◆ Required work
Nothing but an exact reprint of the records is to be returned.

◆ Supplied entries
=== Begin Enclosure ===

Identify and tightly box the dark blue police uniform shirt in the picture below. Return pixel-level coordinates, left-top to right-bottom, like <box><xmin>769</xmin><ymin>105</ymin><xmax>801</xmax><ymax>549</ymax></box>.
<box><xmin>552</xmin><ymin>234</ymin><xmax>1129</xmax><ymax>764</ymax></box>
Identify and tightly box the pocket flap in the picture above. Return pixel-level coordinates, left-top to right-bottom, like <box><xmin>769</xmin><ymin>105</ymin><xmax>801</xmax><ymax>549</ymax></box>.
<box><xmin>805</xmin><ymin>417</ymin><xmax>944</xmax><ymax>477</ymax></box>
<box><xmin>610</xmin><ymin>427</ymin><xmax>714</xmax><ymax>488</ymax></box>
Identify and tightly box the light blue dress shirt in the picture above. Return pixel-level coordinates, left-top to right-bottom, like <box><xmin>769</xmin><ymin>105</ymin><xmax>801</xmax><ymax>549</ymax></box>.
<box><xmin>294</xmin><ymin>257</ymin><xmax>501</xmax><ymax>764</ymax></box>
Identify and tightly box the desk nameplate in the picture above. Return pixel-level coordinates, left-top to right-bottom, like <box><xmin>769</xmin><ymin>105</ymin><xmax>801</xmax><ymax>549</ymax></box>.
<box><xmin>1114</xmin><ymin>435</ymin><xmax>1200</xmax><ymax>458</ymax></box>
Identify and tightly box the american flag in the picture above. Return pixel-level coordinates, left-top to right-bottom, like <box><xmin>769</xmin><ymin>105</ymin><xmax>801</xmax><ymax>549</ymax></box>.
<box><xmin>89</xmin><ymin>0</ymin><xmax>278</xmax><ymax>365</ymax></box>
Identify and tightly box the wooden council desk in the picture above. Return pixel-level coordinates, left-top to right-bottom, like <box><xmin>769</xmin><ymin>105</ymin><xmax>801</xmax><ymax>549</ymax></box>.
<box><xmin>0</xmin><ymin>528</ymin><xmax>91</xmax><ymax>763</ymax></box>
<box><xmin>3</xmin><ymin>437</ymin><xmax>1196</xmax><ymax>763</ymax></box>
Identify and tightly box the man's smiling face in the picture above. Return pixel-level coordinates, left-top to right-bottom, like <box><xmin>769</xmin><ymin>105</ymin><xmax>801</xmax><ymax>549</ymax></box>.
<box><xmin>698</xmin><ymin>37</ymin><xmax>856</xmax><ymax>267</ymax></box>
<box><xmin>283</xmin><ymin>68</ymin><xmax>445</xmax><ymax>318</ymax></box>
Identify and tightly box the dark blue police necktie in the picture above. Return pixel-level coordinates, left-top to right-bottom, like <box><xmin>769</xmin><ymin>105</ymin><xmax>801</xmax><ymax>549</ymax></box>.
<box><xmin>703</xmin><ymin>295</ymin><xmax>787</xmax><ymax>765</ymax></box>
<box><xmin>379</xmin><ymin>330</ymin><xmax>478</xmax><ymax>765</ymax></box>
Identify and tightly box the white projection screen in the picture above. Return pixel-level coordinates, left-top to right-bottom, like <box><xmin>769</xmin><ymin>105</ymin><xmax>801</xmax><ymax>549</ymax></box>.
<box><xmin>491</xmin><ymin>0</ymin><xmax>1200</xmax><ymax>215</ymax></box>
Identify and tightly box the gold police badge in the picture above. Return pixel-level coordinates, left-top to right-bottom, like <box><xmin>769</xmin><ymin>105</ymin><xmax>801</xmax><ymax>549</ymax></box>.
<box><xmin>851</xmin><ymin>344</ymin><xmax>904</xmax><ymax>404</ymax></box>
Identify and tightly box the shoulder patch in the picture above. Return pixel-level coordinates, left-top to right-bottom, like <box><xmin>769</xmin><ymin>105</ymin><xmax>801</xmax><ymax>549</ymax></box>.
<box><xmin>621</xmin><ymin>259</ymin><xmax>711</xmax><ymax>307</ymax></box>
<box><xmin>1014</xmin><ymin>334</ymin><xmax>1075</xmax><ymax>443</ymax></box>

=== End Enclosure ===

◆ Expected answer
Identify and tightly box the dark blue police uniform shirt in the picture below. Return pixel-level coordinates, left-top to right-bottom, like <box><xmin>769</xmin><ymin>105</ymin><xmax>801</xmax><ymax>549</ymax></box>.
<box><xmin>552</xmin><ymin>234</ymin><xmax>1129</xmax><ymax>764</ymax></box>
Identify and tightly box the pocket flap in the picture above. Return pixel-level coordinates, left-top to right-bottom, like <box><xmin>769</xmin><ymin>105</ymin><xmax>801</xmax><ymax>549</ymax></box>.
<box><xmin>805</xmin><ymin>417</ymin><xmax>944</xmax><ymax>477</ymax></box>
<box><xmin>610</xmin><ymin>427</ymin><xmax>714</xmax><ymax>488</ymax></box>
Identify and tightly box the light blue dress shirt in the picture above. Return pixel-level coordinates, left-top to right-bottom, like <box><xmin>769</xmin><ymin>105</ymin><xmax>801</xmax><ymax>549</ymax></box>.
<box><xmin>294</xmin><ymin>257</ymin><xmax>501</xmax><ymax>764</ymax></box>
Identify and tightly box the desk nameplate in the picture above. Return pixel-level coordinates, left-top to right-bottom, like <box><xmin>769</xmin><ymin>105</ymin><xmax>801</xmax><ymax>549</ymax></box>.
<box><xmin>1114</xmin><ymin>435</ymin><xmax>1200</xmax><ymax>458</ymax></box>
Identify and tightly box the american flag in the picture above. Return pixel-level coordinates, left-top to right-bottom, like <box><xmin>769</xmin><ymin>105</ymin><xmax>801</xmax><ymax>549</ymax></box>.
<box><xmin>89</xmin><ymin>0</ymin><xmax>278</xmax><ymax>365</ymax></box>
Identify and tightly box the wooden council desk in the picture above. Return pixel-level coordinates, left-top to right-bottom, like <box><xmin>769</xmin><ymin>105</ymin><xmax>801</xmax><ymax>549</ymax></box>.
<box><xmin>0</xmin><ymin>528</ymin><xmax>91</xmax><ymax>763</ymax></box>
<box><xmin>3</xmin><ymin>437</ymin><xmax>1196</xmax><ymax>763</ymax></box>
Identify and tightly box the man's smiling face in the picture above. Return pixel-level coordinates, left-top to right-bottom, like <box><xmin>769</xmin><ymin>105</ymin><xmax>801</xmax><ymax>549</ymax></box>.
<box><xmin>698</xmin><ymin>37</ymin><xmax>856</xmax><ymax>267</ymax></box>
<box><xmin>283</xmin><ymin>68</ymin><xmax>445</xmax><ymax>318</ymax></box>
Identify and tightly box the dark blue police necktie in the picture above. Return pixel-level coordinates, left-top to right-bottom, like <box><xmin>769</xmin><ymin>105</ymin><xmax>801</xmax><ymax>549</ymax></box>.
<box><xmin>703</xmin><ymin>295</ymin><xmax>787</xmax><ymax>765</ymax></box>
<box><xmin>379</xmin><ymin>330</ymin><xmax>478</xmax><ymax>765</ymax></box>
Identify and tightly box the white projection screen in the picture above. Return pixel-level coordinates, left-top to right-bottom, like <box><xmin>769</xmin><ymin>105</ymin><xmax>801</xmax><ymax>549</ymax></box>.
<box><xmin>491</xmin><ymin>0</ymin><xmax>1200</xmax><ymax>215</ymax></box>
Identify and tightly box the gold police badge in the picture above. Return pixel-level coordinates, left-top to right-bottom, like <box><xmin>769</xmin><ymin>105</ymin><xmax>801</xmax><ymax>549</ymax></box>.
<box><xmin>851</xmin><ymin>344</ymin><xmax>904</xmax><ymax>404</ymax></box>
Identify and tightly box the shoulder patch in the picture above. Return pixel-level coordinates, left-top to right-bottom, like <box><xmin>769</xmin><ymin>105</ymin><xmax>801</xmax><ymax>549</ymax></box>.
<box><xmin>621</xmin><ymin>259</ymin><xmax>711</xmax><ymax>307</ymax></box>
<box><xmin>1014</xmin><ymin>334</ymin><xmax>1075</xmax><ymax>443</ymax></box>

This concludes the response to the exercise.